* Exercise goal:
Repeat exactly the lines from the one containing "Could you identify the ocean" through the last line of the records below, both included, and nothing else.

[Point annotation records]
⁂

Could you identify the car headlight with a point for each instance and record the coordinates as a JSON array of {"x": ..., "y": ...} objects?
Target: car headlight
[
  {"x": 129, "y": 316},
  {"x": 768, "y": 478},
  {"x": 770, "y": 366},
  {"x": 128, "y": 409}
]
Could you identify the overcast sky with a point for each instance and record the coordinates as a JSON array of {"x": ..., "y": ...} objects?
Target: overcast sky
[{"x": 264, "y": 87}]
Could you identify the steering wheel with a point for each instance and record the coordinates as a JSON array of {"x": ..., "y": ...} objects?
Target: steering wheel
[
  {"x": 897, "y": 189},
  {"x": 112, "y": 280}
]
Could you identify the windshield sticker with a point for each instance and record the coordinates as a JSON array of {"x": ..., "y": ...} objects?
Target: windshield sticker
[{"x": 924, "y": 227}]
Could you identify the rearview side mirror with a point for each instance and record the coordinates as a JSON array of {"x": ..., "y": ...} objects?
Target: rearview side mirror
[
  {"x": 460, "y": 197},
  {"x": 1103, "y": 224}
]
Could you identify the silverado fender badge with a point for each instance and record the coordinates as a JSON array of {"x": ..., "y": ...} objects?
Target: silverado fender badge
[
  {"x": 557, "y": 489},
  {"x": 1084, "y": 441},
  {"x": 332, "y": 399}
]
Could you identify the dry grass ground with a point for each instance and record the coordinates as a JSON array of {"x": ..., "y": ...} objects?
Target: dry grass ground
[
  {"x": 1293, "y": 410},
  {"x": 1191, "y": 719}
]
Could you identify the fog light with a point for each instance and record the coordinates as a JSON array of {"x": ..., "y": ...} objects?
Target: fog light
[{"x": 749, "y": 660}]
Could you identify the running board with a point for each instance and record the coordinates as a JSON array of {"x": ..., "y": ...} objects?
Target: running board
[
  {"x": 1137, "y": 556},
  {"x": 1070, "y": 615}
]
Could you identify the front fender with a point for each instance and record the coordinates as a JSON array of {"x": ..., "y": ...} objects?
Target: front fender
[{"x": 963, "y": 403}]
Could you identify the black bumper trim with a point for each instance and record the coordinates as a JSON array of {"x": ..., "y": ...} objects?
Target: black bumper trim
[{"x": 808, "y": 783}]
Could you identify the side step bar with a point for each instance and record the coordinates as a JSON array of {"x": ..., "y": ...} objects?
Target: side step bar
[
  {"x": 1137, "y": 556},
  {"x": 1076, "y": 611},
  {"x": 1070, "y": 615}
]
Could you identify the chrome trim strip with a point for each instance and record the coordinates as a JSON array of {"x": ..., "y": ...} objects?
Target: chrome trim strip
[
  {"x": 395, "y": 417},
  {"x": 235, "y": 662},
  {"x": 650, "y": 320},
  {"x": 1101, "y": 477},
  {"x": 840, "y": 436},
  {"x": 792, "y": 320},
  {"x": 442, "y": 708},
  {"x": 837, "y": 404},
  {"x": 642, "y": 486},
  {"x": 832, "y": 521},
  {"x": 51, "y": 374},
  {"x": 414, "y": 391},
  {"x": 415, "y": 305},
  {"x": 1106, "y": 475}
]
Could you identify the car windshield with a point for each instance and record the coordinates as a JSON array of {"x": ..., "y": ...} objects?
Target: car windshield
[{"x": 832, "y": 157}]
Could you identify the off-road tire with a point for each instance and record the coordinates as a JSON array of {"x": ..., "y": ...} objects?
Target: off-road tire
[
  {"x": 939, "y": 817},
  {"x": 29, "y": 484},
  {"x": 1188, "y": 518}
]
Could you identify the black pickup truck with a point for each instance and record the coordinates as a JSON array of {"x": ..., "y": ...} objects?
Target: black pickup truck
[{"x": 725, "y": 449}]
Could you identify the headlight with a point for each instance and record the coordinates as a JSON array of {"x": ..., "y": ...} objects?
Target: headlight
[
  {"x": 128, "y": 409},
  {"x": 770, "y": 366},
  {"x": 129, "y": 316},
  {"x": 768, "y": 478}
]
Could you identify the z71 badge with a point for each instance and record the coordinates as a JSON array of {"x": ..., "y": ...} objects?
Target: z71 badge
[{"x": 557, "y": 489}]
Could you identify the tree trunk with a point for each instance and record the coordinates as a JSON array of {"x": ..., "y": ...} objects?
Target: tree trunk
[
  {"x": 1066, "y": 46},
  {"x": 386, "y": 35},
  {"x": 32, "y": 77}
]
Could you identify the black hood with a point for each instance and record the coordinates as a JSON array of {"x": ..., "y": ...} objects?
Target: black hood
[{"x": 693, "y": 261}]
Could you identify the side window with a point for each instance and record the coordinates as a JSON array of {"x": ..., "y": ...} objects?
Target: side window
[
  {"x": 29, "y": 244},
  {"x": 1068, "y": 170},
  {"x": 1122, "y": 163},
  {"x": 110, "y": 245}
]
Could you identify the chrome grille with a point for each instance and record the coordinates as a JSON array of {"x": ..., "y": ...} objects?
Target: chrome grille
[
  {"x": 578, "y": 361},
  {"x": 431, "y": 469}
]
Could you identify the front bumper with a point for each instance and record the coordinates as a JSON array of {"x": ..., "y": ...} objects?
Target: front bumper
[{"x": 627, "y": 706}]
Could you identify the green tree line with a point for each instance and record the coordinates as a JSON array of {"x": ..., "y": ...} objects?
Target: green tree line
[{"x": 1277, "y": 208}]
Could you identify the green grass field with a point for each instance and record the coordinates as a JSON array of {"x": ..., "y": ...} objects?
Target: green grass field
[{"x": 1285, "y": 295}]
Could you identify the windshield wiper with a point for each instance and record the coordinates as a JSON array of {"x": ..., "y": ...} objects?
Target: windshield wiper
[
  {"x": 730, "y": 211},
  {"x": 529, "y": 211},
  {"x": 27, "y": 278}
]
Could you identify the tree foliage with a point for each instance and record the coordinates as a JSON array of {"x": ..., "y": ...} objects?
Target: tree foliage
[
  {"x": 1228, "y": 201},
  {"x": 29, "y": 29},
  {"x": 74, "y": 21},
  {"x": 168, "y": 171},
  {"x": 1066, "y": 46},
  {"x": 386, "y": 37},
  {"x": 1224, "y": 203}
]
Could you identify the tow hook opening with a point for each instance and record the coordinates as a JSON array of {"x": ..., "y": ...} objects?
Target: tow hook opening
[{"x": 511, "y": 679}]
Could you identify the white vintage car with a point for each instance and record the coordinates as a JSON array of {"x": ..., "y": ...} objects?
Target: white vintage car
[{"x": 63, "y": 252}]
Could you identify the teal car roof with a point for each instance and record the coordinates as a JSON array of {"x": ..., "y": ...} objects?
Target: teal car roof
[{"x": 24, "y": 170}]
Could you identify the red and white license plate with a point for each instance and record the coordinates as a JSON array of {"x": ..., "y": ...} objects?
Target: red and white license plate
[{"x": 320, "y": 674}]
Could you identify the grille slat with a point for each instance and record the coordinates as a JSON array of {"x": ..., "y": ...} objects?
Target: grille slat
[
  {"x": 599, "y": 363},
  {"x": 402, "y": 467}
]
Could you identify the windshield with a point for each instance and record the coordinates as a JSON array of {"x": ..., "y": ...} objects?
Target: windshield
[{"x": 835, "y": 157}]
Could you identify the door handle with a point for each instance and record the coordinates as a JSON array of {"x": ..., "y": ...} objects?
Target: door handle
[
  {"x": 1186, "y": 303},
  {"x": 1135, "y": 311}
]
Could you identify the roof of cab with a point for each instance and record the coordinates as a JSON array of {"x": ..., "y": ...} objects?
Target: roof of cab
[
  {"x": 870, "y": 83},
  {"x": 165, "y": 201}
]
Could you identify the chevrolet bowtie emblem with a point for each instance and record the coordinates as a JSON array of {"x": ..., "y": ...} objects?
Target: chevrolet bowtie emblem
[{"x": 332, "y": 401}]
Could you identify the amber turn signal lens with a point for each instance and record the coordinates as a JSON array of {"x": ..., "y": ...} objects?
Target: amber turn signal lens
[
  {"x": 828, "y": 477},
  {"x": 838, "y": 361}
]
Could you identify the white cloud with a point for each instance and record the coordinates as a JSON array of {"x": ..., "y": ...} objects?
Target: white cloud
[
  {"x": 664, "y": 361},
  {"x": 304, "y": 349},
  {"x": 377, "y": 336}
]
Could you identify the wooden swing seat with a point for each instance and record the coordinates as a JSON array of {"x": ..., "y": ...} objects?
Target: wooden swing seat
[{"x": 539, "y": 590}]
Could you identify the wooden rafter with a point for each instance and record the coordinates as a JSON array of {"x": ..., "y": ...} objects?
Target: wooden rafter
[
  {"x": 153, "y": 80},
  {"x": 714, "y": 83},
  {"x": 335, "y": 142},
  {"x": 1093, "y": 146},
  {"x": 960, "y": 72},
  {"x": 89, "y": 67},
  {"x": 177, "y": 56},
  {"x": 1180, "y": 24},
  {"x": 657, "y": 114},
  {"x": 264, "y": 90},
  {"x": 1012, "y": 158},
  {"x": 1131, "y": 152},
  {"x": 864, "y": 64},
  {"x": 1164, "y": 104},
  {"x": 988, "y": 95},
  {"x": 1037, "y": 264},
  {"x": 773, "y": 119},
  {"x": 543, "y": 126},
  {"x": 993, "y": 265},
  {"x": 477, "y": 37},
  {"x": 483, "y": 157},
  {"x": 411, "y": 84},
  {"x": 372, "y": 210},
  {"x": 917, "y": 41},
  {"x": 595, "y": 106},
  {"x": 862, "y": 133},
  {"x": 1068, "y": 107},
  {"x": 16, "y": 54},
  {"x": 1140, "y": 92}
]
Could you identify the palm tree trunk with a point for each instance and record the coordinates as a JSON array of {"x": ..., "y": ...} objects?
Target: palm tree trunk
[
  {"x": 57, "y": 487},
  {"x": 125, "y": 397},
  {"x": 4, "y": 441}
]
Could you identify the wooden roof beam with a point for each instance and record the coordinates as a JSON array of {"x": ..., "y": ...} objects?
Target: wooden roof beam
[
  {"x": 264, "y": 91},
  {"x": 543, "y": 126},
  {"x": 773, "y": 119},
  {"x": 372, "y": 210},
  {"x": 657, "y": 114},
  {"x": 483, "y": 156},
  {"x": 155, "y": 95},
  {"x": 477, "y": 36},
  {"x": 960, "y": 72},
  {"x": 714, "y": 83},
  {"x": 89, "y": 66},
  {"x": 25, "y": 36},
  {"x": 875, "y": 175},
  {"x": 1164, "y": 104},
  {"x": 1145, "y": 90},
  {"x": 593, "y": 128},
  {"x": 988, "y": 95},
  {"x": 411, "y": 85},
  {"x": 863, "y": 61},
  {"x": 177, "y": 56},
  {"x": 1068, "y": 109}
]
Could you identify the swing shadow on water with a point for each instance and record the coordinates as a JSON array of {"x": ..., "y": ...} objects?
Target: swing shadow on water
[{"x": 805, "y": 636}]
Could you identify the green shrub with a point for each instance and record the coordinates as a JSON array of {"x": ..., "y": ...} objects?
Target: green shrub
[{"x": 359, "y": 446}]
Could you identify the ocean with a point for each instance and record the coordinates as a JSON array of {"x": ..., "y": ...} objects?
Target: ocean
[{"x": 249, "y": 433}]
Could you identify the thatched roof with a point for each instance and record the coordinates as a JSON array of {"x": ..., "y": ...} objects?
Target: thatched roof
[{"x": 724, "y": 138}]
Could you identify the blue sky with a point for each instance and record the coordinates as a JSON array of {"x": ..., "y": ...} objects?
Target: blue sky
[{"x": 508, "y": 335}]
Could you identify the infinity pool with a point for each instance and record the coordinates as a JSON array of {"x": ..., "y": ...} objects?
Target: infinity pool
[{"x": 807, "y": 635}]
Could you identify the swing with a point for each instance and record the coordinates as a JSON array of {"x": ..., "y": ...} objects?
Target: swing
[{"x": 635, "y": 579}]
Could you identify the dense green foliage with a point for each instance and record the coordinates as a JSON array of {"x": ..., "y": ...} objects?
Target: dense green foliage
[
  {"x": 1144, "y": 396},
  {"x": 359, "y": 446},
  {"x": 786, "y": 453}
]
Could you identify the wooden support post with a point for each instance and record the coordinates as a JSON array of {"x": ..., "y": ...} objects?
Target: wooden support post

⁂

* Solution to the exercise:
Could you identify the ocean with a point for each instance and record the coordinates as a JSON array of {"x": ..., "y": ...} objects?
Target: ocean
[{"x": 249, "y": 433}]
Could you identify the thatched roof with a point for each instance and record the coordinates as a JSON array of {"x": ..., "y": ...} objects?
Target: thatched roof
[{"x": 724, "y": 138}]
Could you identify the blue sky with a point for each instance and record the coordinates as a JSON array of {"x": ..., "y": ...} objects?
Target: blue sky
[{"x": 508, "y": 335}]
Could you identify the infinity pool with a point for each instance and record the coordinates as a JSON array of {"x": ..., "y": ...} objects?
Target: infinity pool
[{"x": 807, "y": 635}]
Could you identify the swing with a point for each instance and record the coordinates as a JSON array of {"x": ..., "y": ...} objects?
Target: swing
[{"x": 635, "y": 579}]
Could you identify the dense green foliage with a point for each instance and record the coordinates as a JSON array of {"x": ..., "y": ...} objects?
Target: dense green foliage
[
  {"x": 1144, "y": 396},
  {"x": 359, "y": 446},
  {"x": 786, "y": 453}
]
Could you identify the wooden support post with a point for each instance and record the coordinates as a JSON array of {"x": ..., "y": ...} objects?
Target: wooden support post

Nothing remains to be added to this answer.